### Exercise details
Rewrite the stretch of the data below from the line containing "the yellow belly" through the end, adding 28 to every coordinate value in the answers and keeping all other lines unchanged. Omit the pictures.

═════ Data supplied ═════

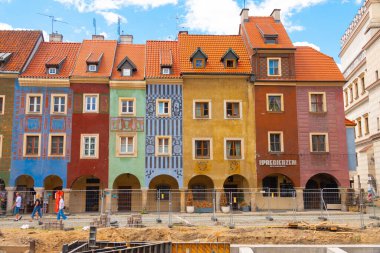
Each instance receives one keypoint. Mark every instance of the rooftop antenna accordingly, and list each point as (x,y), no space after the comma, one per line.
(53,19)
(94,24)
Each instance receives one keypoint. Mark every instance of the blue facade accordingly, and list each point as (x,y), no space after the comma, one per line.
(350,133)
(164,126)
(39,168)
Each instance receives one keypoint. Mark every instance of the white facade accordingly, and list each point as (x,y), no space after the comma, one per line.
(360,56)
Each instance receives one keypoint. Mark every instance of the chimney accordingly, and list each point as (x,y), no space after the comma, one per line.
(244,15)
(55,37)
(97,37)
(276,14)
(126,39)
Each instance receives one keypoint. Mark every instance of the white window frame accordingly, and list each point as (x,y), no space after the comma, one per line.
(124,72)
(279,66)
(326,142)
(157,153)
(92,68)
(211,148)
(3,105)
(240,109)
(118,145)
(163,100)
(52,103)
(242,148)
(85,104)
(281,140)
(51,141)
(51,72)
(166,71)
(121,100)
(1,145)
(324,101)
(82,137)
(39,144)
(28,96)
(202,101)
(282,101)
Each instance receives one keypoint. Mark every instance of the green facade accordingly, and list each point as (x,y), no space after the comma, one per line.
(124,165)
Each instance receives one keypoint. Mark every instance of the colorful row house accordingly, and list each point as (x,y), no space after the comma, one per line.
(204,112)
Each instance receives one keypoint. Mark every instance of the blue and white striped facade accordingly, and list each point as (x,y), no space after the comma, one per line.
(164,126)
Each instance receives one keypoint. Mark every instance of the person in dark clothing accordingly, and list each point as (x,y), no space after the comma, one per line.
(37,207)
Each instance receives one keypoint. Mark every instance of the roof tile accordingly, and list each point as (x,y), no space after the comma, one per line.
(215,47)
(134,52)
(53,53)
(23,43)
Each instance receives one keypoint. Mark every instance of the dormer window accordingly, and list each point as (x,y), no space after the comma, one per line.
(199,63)
(92,68)
(126,67)
(166,71)
(230,59)
(93,61)
(127,72)
(199,59)
(52,71)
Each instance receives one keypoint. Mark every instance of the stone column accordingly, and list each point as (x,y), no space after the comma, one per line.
(144,198)
(183,199)
(343,199)
(10,195)
(299,199)
(253,200)
(108,201)
(66,197)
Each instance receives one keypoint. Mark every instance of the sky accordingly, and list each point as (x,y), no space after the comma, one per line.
(319,23)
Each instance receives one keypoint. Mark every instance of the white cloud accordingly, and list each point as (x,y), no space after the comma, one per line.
(305,43)
(104,5)
(223,19)
(4,26)
(111,17)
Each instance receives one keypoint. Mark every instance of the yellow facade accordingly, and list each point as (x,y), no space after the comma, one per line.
(218,90)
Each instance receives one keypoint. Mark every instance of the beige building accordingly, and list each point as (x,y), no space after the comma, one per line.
(360,54)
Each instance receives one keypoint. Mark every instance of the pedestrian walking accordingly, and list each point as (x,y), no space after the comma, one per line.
(37,207)
(60,211)
(17,206)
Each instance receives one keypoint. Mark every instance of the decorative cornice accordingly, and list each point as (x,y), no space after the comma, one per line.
(80,79)
(164,81)
(133,85)
(42,82)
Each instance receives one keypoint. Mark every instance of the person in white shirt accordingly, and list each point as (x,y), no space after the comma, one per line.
(60,211)
(17,206)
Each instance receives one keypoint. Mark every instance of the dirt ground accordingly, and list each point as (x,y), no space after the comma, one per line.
(52,241)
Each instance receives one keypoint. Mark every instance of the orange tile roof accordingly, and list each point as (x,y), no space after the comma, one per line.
(21,45)
(349,122)
(215,47)
(255,37)
(93,49)
(312,65)
(153,58)
(134,52)
(53,53)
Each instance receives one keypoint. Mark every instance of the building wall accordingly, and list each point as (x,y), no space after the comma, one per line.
(350,135)
(156,126)
(43,166)
(89,123)
(286,122)
(6,120)
(217,90)
(132,165)
(335,162)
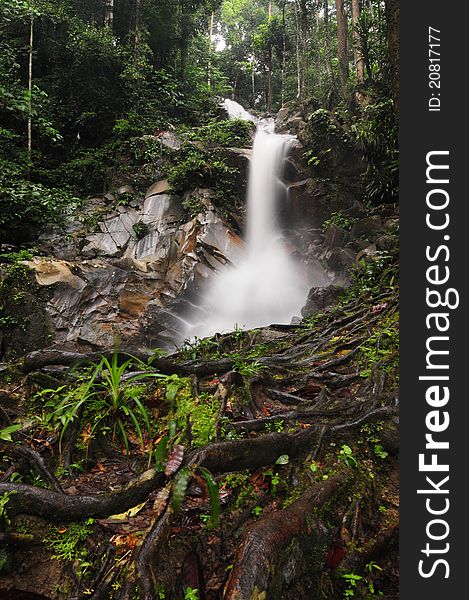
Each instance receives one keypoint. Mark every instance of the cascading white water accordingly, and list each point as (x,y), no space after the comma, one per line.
(266,285)
(236,111)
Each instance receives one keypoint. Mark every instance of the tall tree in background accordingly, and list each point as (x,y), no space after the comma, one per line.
(109,13)
(301,10)
(30,84)
(342,45)
(357,42)
(392,24)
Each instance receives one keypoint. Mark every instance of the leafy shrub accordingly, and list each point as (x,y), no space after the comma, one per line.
(376,134)
(26,206)
(226,133)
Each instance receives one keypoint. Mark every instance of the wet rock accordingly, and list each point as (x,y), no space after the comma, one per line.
(160,187)
(367,254)
(282,115)
(125,190)
(387,242)
(366,227)
(335,236)
(340,260)
(310,203)
(389,436)
(320,299)
(170,140)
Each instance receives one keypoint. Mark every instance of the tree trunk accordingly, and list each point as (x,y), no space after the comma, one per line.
(342,46)
(327,44)
(392,24)
(209,65)
(30,88)
(253,83)
(109,14)
(301,13)
(284,54)
(357,42)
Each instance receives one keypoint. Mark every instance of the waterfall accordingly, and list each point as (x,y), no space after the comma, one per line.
(266,285)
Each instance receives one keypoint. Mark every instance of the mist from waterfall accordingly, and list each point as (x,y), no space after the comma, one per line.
(266,285)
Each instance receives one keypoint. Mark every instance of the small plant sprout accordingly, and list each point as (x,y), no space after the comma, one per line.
(351,580)
(380,451)
(347,457)
(257,510)
(191,594)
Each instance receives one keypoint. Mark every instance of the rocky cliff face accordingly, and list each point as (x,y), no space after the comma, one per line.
(137,269)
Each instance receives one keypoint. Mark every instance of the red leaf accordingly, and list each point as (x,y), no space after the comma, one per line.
(174,461)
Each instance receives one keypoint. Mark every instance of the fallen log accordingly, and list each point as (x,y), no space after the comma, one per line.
(53,506)
(34,460)
(34,361)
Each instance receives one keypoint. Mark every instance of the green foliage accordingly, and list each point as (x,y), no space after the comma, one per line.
(197,416)
(179,488)
(68,544)
(226,133)
(347,457)
(340,219)
(6,432)
(199,348)
(25,206)
(351,580)
(4,500)
(197,168)
(249,369)
(382,347)
(109,401)
(375,132)
(212,486)
(140,230)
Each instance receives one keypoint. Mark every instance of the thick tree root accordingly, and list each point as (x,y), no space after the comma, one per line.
(53,506)
(261,565)
(34,460)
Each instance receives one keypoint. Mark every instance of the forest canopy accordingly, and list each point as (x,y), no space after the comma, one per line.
(79,79)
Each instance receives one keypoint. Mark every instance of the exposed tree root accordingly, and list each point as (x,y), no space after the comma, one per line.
(34,460)
(53,506)
(261,560)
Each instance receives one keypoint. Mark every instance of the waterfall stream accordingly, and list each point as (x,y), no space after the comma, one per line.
(266,285)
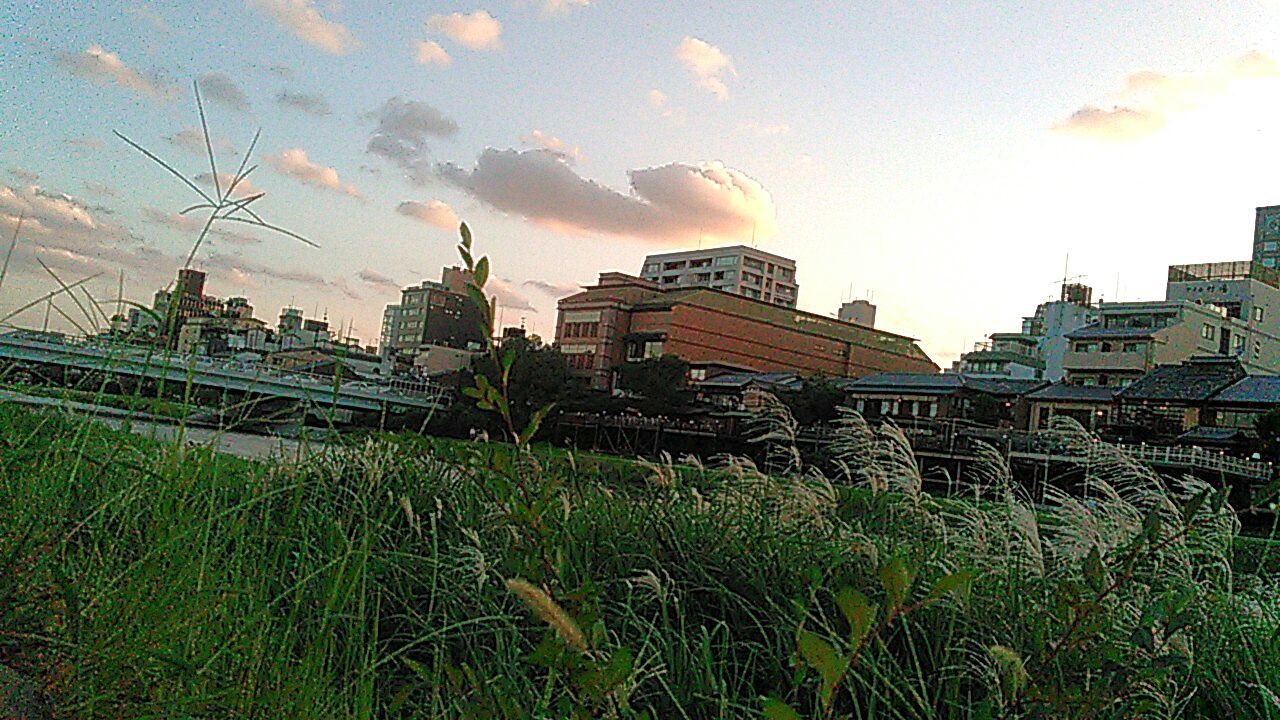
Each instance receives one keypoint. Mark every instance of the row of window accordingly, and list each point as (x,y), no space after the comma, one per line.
(581,329)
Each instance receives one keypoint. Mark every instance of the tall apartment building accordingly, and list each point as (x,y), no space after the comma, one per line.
(739,269)
(1040,349)
(1216,309)
(1266,237)
(433,313)
(625,319)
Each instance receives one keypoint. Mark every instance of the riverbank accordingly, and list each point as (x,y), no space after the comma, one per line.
(144,578)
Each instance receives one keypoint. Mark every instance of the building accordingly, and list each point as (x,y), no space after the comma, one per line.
(433,313)
(737,269)
(1219,309)
(1266,236)
(1038,351)
(915,397)
(625,318)
(859,313)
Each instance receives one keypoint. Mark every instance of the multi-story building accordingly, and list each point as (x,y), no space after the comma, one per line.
(1266,236)
(625,318)
(737,269)
(433,313)
(1219,309)
(1038,350)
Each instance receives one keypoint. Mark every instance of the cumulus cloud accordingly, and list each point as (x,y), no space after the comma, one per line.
(709,64)
(147,16)
(554,145)
(1147,98)
(243,188)
(224,91)
(311,104)
(429,53)
(305,21)
(296,164)
(554,290)
(274,270)
(193,141)
(402,135)
(764,130)
(478,31)
(433,213)
(97,65)
(378,281)
(667,204)
(69,233)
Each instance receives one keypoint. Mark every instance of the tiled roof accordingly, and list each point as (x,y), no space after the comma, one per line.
(1063,392)
(1194,379)
(1261,391)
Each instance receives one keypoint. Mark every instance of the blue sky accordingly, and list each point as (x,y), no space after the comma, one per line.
(944,158)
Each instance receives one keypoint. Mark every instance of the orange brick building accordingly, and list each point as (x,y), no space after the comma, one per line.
(626,318)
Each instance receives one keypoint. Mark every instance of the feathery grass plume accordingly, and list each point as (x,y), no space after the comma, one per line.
(548,611)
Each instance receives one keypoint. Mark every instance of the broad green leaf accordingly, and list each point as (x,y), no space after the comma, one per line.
(956,583)
(896,578)
(859,613)
(822,657)
(777,710)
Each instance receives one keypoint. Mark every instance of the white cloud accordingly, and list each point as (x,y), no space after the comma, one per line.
(311,104)
(296,164)
(553,144)
(709,64)
(433,213)
(305,21)
(96,64)
(672,203)
(478,31)
(1148,99)
(402,133)
(224,91)
(429,53)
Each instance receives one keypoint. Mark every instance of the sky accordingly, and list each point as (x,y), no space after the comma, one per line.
(947,160)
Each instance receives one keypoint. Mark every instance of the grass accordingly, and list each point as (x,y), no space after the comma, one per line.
(417,578)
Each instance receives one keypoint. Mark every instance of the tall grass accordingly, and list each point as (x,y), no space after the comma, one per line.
(375,579)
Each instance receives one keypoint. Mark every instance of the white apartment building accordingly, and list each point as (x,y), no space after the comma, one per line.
(739,269)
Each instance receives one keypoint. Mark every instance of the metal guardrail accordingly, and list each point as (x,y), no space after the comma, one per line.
(132,359)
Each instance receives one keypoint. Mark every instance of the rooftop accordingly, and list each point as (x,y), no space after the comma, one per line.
(1196,379)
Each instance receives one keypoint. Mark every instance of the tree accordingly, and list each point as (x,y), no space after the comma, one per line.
(663,382)
(1267,427)
(816,401)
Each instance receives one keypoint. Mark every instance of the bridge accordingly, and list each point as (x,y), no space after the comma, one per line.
(155,364)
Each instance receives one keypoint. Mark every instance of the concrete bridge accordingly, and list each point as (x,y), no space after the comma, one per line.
(150,363)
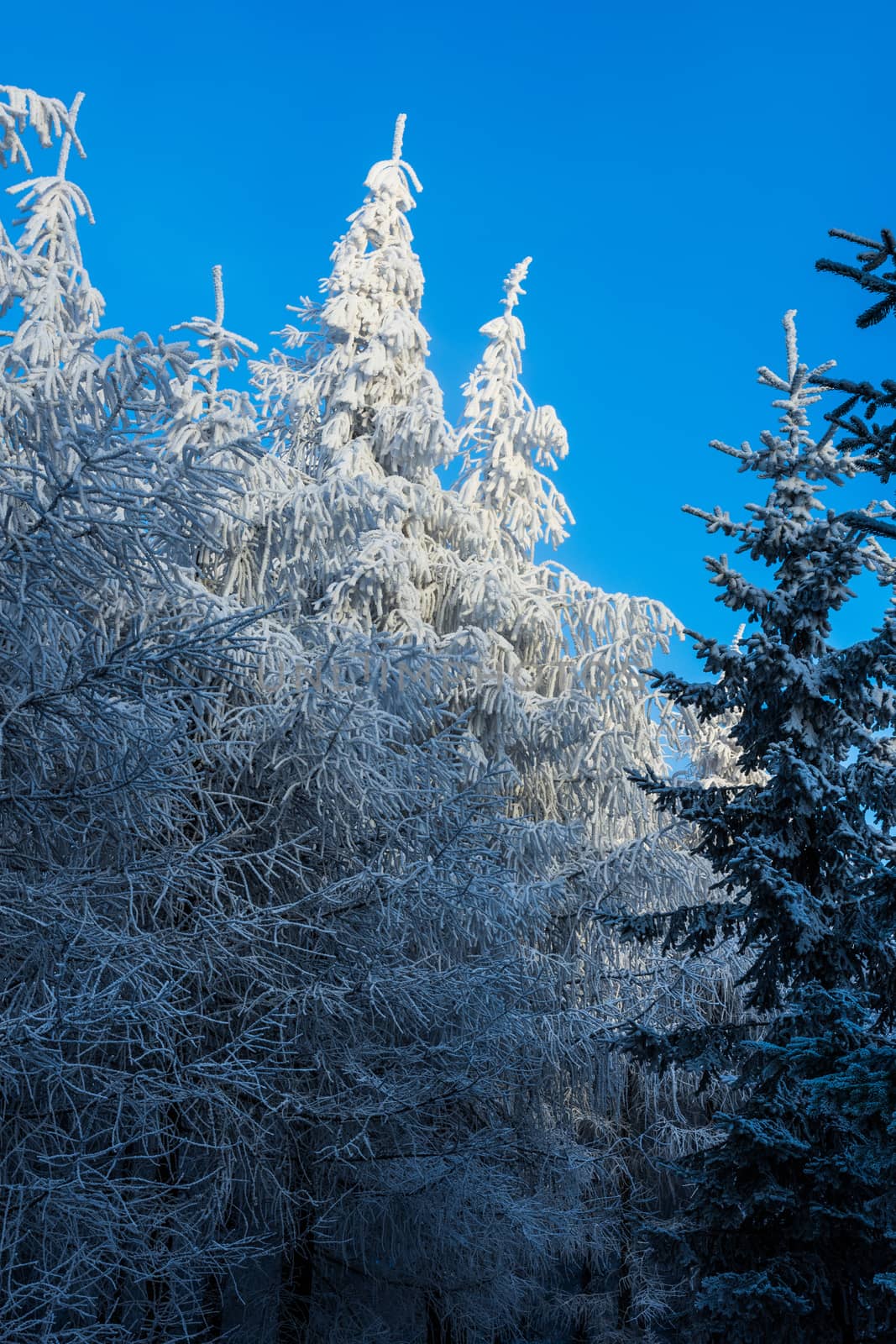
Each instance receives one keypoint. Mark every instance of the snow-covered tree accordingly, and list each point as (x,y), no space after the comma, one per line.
(508,438)
(355,535)
(118,864)
(789,1229)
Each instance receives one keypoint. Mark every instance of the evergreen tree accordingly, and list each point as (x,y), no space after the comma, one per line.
(789,1229)
(116,860)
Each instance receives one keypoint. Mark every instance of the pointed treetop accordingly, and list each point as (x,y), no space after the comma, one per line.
(398,140)
(513,284)
(67,139)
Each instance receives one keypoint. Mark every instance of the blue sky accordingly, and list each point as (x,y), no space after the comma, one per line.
(672,168)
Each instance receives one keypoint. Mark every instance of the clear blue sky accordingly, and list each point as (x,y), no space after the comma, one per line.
(673,170)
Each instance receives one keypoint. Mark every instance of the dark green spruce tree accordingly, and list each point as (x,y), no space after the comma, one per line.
(789,1229)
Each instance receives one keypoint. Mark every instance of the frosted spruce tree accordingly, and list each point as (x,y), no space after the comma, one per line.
(356,537)
(508,438)
(789,1229)
(117,862)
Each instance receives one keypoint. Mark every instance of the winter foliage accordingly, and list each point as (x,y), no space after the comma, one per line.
(385,956)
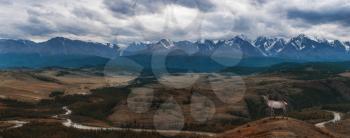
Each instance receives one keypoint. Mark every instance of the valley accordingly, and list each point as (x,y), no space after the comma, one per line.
(222,104)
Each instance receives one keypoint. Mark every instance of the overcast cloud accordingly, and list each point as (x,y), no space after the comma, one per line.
(126,21)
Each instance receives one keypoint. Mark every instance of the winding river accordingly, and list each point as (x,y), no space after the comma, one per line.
(69,123)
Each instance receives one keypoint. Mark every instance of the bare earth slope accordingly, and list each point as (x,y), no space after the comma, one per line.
(276,127)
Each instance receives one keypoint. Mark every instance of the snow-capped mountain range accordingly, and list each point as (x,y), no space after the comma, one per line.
(301,47)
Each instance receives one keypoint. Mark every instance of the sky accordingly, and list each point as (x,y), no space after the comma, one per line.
(126,21)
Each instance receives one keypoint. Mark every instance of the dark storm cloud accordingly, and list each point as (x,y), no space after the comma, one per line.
(320,16)
(132,7)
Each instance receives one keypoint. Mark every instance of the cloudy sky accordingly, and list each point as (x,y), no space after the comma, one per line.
(126,21)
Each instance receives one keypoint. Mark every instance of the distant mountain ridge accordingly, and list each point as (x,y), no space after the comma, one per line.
(262,51)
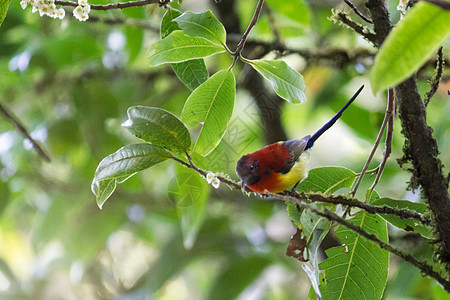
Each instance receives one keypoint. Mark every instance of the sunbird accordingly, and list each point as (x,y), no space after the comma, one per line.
(281,165)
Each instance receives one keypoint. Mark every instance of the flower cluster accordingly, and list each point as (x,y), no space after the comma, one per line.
(45,8)
(81,12)
(212,179)
(403,6)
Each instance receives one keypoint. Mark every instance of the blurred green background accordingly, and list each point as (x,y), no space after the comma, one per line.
(71,83)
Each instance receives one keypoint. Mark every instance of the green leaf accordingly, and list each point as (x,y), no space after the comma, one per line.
(361,272)
(179,47)
(192,72)
(211,105)
(409,45)
(4,4)
(405,224)
(203,25)
(327,180)
(159,127)
(324,180)
(168,24)
(122,164)
(237,276)
(296,10)
(189,191)
(287,83)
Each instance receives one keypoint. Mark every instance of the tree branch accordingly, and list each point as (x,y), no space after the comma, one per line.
(355,9)
(434,82)
(341,17)
(420,146)
(425,268)
(387,115)
(388,144)
(9,117)
(120,5)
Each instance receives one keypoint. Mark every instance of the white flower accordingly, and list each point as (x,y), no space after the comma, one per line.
(78,10)
(24,4)
(215,183)
(44,10)
(61,13)
(210,177)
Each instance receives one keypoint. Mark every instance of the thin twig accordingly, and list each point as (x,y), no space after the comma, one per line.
(425,268)
(441,3)
(119,5)
(434,82)
(9,117)
(372,209)
(342,17)
(372,153)
(339,199)
(388,144)
(355,9)
(241,43)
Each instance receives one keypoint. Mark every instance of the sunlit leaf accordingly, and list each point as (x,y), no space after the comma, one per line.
(327,180)
(192,72)
(409,45)
(122,164)
(211,105)
(358,269)
(405,224)
(286,82)
(179,47)
(189,192)
(159,127)
(4,4)
(203,25)
(296,10)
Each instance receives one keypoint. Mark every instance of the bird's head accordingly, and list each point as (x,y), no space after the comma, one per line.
(247,169)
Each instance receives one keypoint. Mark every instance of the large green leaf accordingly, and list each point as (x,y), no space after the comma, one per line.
(178,47)
(122,164)
(203,25)
(405,224)
(287,83)
(409,45)
(211,105)
(361,272)
(4,4)
(159,127)
(192,72)
(296,10)
(325,180)
(189,191)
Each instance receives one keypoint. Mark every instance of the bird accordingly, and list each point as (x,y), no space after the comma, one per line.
(278,166)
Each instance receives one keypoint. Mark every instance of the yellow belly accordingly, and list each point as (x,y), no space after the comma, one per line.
(298,172)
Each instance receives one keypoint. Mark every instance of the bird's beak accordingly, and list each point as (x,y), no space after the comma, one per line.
(243,186)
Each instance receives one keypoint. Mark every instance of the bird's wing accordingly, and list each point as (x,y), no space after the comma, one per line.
(295,148)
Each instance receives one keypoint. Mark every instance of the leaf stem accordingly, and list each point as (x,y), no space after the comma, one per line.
(388,144)
(241,44)
(374,149)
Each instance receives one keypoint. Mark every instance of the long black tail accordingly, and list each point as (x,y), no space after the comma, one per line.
(333,120)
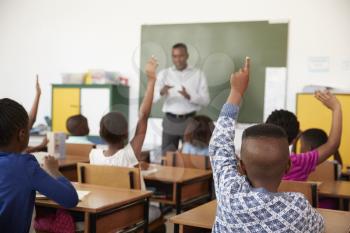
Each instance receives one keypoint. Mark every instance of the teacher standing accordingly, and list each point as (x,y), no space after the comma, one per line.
(185,91)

═════

### Result of the exercise
Each instance receives one keypoint. Mark every instance of the yellow belly accordingly, and list each point as (x,y), no space after the comma, one per line.
(326,200)
Each instance receives one keypoint. Mark every instance of the bird's beak accordingly, and list each point as (x,y), no space after the comma, one per line.
(271,214)
Each instance receives one keypoint. Mark every instance of the bird's wing accordingly, and list each point as (x,y), no space after the comma, one per line.
(323,176)
Each instance receives one keypoint. Mark every instance of the leaf stem accordingly, and list each point as (x,y), no space after the comma, one per line.
(416,172)
(269,72)
(402,177)
Each instance receives one keypoint. Mark every instance of the long black tail accordingly, and list each point as (x,y), no space after the comma, one per line.
(361,148)
Each instance receives one keypoint. Mark every instance of the teacher standing accordingly, and list each point as (x,y), no space after the comma, one per line.
(213,119)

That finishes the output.